PASSAGE:
The Chédiak-Higashi syndrome; the nature of the giant neutrophil granules and their interactions with cytoplasm and foreign particulates. I. Progressive enlargement of the massive inclusions in mature neutrophils. II. Manifestations of cytoplasmic injury and sequestration. III. Interactions between giant organelles and foreign particulates
- PMID: 6243205
- PMCID: PMC1903402
The Chédiak-Higashi syndrome; the nature of the giant neutrophil granules and their interactions with cytoplasm and foreign particulates. I. Progressive enlargement of the massive inclusions in mature neutrophils. II. Manifestations of cytoplasmic injury and sequestration. III. Interactions between giant organelles and foreign particulates
Abstract
Defective bactericidal functioning of polymorphonuclear leukocytes (PMNs) from patients with the Chédiak-Higashi syndrome (CHS) has been related in previous reports to a failure of the giant granules characteristics of the disorder to participate in degranulation after uptake of foreign particulates by neutrophils. However, the reason massive CHS inclusions do not fuse with and discharge their contents into phagocytic vacuoles has not been defined. The problem is particularly puzzling because it has been postulated that the hugh organelles in CHS neutophils originate by fusion of small azurophilic granules in promyelocytes and myelocytes. The present series of investigations into the cytopathology of the CHS has employed electron microscopy and ultrastructural cytochemistry to characterize the progressive enlargement of the hugh bodies in mature PMNs, their interaction with cytoplasmic constituents resulting in various manifestations of cell injury, and their response to foreign particulates. Each study clarifies abnormal features of the giant organelles essential to the understanding of their role in the defective bactericidal function of CHS neutrophils. The first report demonstrates that most of the hugh inclusions in PMNs are not primary lysosomes. The interaction and fusion of giant azurophilic granules with each other, with normal-sized primary and secondary granules, and with cytoplasmic components converts the massive primary granules into huge secondary lysosomes. Transformation to secondary hysosomes represents a critical alteration in the state of the giant granules that underlies their damaging influence on the cytoplasm and loss of reactivity wtih phagocytic vacuoles.

MATERIAL SHOWN:
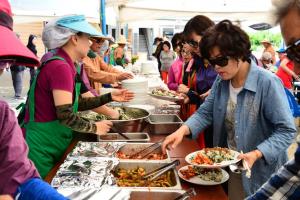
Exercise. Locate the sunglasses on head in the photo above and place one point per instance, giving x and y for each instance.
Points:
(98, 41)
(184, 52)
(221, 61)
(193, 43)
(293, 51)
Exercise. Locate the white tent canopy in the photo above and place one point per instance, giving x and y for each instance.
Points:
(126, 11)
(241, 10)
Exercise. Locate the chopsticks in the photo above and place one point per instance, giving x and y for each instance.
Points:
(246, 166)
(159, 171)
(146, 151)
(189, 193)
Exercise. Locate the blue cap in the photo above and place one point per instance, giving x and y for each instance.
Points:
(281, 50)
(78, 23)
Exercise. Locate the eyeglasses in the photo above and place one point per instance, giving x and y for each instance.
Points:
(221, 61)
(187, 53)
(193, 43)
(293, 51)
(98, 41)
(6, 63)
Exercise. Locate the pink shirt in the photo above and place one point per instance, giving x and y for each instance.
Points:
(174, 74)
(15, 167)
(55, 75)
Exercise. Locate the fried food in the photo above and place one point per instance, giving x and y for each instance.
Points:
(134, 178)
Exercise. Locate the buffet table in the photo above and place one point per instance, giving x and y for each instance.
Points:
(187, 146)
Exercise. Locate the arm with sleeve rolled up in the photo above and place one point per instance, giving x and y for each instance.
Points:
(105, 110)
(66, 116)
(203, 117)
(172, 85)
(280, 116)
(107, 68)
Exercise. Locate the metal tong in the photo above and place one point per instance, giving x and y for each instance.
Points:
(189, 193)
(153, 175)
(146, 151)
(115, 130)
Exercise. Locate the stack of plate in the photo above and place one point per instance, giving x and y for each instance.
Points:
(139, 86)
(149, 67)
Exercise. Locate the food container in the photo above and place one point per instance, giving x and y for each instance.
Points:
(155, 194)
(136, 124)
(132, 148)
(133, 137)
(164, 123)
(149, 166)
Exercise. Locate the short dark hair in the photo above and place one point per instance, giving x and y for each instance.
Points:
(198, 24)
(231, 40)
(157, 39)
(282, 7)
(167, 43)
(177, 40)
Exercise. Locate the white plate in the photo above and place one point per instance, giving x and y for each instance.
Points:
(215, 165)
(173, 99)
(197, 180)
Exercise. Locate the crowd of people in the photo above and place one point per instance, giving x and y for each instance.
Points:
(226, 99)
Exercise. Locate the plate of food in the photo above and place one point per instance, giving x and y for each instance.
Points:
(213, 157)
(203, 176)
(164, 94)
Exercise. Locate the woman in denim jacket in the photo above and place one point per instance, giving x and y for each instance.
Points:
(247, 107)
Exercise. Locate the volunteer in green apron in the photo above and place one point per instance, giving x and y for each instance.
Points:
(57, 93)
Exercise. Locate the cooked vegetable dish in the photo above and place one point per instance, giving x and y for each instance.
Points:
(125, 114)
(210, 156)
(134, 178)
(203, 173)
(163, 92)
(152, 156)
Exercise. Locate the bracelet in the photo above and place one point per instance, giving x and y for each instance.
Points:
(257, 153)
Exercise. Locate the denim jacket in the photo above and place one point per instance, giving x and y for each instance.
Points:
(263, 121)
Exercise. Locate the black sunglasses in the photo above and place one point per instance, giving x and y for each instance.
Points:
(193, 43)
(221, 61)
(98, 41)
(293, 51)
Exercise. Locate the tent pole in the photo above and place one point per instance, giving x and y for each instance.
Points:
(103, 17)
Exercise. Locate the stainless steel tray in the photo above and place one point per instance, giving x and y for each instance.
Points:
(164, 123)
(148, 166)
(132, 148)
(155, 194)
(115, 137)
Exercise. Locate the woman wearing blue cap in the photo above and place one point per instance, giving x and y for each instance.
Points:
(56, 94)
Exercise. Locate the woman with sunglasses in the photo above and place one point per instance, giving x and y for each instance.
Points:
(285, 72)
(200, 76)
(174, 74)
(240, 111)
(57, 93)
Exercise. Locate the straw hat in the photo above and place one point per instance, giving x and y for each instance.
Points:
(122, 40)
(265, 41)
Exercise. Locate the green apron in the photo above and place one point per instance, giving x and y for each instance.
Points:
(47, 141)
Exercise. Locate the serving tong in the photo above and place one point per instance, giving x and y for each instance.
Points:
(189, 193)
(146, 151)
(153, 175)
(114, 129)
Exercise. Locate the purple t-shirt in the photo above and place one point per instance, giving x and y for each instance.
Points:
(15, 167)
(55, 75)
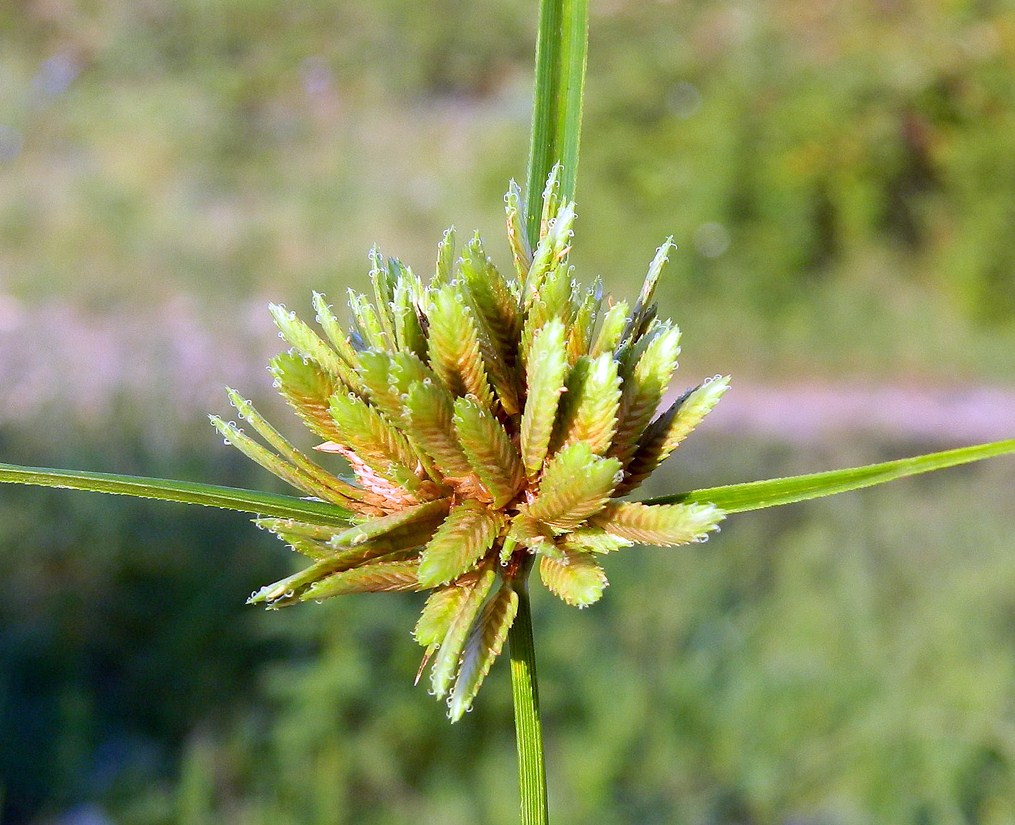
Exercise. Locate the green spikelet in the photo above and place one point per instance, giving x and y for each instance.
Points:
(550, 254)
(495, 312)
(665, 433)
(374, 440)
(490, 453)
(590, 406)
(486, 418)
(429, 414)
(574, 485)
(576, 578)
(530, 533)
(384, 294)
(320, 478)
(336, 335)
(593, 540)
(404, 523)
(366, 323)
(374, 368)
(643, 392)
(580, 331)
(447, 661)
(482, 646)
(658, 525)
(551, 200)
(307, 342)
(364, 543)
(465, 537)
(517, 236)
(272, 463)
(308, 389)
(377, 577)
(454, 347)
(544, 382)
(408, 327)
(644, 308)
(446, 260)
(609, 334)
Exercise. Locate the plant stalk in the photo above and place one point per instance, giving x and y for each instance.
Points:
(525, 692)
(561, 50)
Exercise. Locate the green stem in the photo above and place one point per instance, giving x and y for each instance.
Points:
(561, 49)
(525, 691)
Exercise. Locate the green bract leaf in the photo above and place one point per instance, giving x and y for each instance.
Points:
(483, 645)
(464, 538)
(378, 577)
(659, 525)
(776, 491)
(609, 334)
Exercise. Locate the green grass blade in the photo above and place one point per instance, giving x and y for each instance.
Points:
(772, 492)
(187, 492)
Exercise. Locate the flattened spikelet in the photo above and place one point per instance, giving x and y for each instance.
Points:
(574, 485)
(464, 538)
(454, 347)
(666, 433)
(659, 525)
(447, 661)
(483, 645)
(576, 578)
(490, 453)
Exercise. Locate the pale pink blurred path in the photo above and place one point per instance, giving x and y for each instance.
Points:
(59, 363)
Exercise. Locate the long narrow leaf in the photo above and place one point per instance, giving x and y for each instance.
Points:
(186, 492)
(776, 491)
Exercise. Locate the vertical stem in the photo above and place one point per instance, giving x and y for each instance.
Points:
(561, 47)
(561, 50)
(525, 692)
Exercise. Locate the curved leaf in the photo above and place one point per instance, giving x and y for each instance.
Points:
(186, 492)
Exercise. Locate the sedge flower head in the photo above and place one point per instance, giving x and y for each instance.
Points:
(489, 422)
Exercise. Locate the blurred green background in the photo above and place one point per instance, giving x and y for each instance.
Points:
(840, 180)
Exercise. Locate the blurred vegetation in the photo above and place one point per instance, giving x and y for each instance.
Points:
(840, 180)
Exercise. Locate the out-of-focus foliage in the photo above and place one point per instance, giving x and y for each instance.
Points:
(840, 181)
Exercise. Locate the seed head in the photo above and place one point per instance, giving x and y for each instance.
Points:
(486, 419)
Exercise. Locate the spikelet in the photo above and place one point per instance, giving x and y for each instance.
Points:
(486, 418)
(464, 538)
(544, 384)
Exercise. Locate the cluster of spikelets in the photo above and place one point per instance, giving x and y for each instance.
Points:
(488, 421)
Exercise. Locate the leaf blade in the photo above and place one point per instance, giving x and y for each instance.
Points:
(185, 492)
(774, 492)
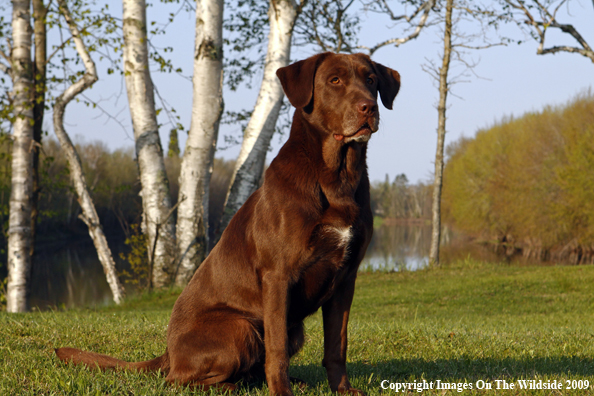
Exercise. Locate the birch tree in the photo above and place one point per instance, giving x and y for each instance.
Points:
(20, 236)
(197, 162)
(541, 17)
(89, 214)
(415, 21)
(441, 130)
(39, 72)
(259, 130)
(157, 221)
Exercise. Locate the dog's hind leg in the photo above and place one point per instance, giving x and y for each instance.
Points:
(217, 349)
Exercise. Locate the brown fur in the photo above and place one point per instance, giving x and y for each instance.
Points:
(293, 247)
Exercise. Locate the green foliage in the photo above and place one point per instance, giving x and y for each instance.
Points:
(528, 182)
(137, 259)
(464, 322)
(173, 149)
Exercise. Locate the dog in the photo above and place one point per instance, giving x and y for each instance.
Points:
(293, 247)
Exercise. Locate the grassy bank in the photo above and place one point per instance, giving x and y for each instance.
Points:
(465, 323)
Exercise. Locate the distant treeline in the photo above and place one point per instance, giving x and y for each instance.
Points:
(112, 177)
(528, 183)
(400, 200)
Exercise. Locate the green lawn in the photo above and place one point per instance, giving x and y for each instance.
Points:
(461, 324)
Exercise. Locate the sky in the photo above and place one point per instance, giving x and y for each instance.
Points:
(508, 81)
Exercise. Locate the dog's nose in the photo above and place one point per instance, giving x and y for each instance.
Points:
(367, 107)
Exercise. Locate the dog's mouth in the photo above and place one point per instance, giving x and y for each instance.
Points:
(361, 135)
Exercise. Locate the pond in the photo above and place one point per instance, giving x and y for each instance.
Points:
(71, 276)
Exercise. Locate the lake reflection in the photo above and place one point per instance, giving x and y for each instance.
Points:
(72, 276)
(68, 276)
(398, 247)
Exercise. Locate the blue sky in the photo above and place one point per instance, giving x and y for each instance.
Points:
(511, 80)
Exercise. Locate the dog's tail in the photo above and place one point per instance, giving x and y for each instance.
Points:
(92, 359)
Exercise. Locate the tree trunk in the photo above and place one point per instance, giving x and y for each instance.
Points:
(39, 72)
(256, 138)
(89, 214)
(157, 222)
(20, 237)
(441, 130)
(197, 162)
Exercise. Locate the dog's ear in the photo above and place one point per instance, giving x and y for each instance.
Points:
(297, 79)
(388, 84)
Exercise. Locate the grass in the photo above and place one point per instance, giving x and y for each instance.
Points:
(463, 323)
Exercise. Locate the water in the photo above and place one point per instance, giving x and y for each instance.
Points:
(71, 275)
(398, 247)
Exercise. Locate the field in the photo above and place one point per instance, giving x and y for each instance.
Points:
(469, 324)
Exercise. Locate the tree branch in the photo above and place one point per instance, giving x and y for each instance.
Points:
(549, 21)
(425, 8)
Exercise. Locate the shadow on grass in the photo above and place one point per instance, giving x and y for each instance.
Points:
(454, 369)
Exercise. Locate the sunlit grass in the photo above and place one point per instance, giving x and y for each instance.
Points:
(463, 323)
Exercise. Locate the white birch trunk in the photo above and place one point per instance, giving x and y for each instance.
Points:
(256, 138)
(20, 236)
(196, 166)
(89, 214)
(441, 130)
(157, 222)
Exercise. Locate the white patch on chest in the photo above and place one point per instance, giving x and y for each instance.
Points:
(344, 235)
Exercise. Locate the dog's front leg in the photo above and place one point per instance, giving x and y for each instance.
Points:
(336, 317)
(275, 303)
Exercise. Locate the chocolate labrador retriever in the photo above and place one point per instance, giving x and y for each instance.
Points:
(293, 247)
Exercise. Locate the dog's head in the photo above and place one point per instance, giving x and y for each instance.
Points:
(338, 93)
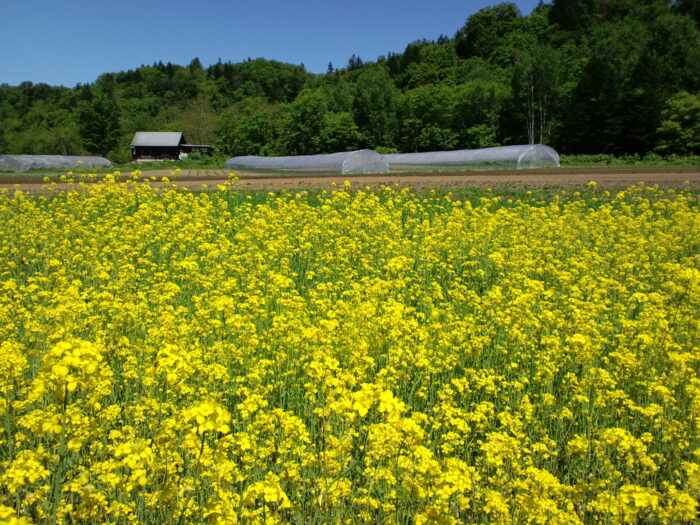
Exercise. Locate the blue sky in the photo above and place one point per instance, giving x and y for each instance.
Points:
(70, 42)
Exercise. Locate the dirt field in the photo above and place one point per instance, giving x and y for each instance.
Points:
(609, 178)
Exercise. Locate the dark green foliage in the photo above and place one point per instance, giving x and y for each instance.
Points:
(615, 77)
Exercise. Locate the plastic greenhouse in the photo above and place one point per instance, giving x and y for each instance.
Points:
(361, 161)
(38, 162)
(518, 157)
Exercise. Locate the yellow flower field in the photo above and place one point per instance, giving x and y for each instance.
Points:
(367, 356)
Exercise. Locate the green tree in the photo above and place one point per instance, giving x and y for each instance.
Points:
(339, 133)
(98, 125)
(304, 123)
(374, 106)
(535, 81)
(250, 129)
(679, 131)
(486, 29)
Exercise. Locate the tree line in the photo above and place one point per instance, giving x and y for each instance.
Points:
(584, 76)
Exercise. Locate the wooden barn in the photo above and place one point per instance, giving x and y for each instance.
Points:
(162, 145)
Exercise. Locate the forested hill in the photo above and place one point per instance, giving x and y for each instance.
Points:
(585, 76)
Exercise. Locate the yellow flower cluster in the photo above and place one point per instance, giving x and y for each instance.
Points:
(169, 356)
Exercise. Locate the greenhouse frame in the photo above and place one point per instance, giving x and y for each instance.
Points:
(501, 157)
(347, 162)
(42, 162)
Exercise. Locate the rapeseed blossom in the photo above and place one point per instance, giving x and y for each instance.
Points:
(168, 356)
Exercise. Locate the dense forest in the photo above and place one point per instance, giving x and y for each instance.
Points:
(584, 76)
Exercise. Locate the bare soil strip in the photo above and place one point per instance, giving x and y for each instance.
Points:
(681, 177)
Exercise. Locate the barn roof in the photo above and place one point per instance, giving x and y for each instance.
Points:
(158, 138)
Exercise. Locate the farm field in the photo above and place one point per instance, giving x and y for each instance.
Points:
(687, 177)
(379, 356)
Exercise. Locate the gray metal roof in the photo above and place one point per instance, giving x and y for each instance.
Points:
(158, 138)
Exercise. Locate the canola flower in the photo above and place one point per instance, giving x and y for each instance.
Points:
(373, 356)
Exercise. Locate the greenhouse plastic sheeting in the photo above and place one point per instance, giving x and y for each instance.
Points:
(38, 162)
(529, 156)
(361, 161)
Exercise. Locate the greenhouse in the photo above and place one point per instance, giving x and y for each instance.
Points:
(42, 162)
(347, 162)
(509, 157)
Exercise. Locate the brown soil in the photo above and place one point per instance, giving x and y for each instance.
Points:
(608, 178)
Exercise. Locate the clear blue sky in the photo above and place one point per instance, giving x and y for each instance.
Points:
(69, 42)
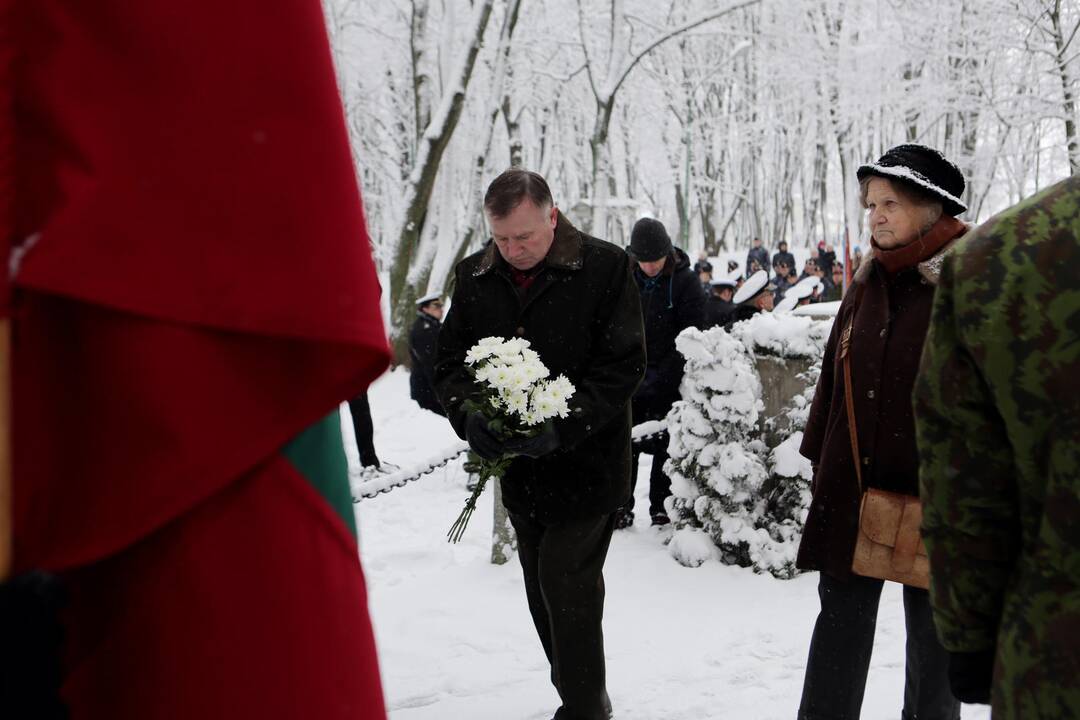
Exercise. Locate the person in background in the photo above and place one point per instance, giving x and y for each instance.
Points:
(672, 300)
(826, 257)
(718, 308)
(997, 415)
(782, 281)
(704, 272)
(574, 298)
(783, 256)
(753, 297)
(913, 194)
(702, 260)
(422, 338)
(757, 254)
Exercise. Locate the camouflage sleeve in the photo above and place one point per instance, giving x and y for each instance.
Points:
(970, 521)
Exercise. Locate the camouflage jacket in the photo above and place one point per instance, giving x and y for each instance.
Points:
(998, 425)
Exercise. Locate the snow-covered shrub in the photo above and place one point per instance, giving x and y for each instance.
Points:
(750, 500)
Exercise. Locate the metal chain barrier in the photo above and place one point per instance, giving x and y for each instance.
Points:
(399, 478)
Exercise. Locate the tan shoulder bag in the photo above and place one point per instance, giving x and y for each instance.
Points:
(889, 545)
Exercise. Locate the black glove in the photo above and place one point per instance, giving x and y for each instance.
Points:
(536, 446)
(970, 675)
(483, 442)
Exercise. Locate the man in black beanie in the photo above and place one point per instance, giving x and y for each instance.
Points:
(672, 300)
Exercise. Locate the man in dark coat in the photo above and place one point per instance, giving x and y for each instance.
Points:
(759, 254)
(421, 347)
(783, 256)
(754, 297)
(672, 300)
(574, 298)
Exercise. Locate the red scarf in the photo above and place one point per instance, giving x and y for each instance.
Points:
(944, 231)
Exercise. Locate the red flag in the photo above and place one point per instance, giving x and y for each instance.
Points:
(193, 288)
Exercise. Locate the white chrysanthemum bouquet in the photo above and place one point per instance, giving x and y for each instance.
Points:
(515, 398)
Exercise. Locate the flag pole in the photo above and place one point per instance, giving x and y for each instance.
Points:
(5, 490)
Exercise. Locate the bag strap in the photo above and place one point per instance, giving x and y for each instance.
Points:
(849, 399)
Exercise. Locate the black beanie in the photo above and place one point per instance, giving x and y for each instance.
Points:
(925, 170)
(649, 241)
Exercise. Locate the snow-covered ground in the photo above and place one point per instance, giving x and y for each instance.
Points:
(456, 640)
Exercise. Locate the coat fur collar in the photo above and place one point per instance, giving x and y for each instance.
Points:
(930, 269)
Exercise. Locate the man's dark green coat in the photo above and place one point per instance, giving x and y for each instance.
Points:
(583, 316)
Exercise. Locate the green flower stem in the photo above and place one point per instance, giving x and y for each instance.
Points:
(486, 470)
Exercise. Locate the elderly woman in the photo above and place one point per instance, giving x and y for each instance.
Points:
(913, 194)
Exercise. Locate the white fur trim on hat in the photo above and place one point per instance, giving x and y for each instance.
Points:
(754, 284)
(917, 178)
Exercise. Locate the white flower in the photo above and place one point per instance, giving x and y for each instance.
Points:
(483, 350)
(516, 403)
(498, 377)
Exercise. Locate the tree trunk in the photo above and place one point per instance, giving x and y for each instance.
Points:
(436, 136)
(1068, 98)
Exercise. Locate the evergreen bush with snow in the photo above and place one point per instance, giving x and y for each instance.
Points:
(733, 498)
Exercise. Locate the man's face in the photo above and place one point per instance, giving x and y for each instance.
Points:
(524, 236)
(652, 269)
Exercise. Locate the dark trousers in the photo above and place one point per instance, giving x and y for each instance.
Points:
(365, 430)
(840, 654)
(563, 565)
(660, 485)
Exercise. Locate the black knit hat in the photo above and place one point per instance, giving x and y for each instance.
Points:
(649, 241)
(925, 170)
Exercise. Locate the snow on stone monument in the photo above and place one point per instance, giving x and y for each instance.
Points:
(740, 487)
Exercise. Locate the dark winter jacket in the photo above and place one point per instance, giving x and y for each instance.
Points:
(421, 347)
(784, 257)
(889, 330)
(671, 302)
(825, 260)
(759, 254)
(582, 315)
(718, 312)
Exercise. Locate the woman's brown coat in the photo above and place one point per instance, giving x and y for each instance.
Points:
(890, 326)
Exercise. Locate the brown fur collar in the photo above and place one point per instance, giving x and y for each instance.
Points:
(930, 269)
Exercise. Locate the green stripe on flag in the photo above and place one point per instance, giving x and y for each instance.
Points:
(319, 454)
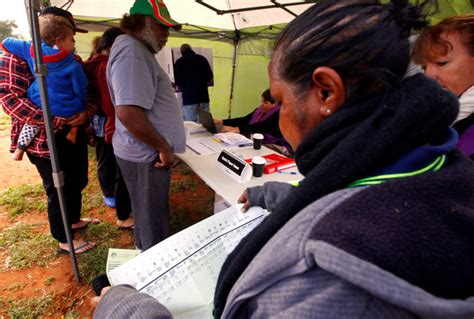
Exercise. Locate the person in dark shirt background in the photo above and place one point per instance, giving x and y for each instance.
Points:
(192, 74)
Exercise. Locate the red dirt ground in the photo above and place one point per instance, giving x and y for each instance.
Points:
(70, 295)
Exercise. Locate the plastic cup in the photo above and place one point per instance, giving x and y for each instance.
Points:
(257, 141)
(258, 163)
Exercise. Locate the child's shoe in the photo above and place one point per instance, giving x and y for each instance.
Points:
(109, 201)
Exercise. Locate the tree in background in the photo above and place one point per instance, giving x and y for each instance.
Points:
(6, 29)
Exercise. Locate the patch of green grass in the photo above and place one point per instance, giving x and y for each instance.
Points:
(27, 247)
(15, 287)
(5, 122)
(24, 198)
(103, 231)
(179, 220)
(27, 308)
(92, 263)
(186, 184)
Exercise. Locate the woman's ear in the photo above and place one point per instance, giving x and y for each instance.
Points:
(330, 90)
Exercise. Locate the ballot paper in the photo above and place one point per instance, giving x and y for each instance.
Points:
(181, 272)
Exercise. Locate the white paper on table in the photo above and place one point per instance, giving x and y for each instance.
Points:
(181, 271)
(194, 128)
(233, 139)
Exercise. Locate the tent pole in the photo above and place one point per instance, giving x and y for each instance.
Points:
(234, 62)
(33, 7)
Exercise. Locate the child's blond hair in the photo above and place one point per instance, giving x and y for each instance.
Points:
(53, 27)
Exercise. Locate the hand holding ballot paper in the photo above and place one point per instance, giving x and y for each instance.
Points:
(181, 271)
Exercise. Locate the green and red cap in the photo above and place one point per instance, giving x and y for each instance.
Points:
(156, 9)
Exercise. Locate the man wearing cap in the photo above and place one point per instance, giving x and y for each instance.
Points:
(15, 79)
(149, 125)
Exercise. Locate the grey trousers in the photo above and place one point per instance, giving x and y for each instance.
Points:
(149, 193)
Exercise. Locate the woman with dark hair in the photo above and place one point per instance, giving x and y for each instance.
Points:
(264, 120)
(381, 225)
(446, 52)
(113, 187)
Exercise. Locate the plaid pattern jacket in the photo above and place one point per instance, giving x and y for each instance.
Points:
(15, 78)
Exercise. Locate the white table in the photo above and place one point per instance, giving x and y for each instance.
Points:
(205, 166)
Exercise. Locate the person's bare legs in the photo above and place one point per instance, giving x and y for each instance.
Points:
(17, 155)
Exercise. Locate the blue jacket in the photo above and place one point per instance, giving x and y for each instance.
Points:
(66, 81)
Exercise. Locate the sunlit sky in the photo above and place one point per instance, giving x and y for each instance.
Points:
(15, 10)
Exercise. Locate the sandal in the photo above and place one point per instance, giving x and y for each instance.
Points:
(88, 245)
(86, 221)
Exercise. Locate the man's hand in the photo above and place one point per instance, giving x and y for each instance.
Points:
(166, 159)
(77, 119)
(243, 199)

INSTRUCTIONS FOR THE TASK: According to the Chédiak-Higashi syndrome abstract, which two techniques did the present series of investigations use?

RESPONSE TO THIS EXERCISE: Electron microscopy and ultrastructural cytochemistry.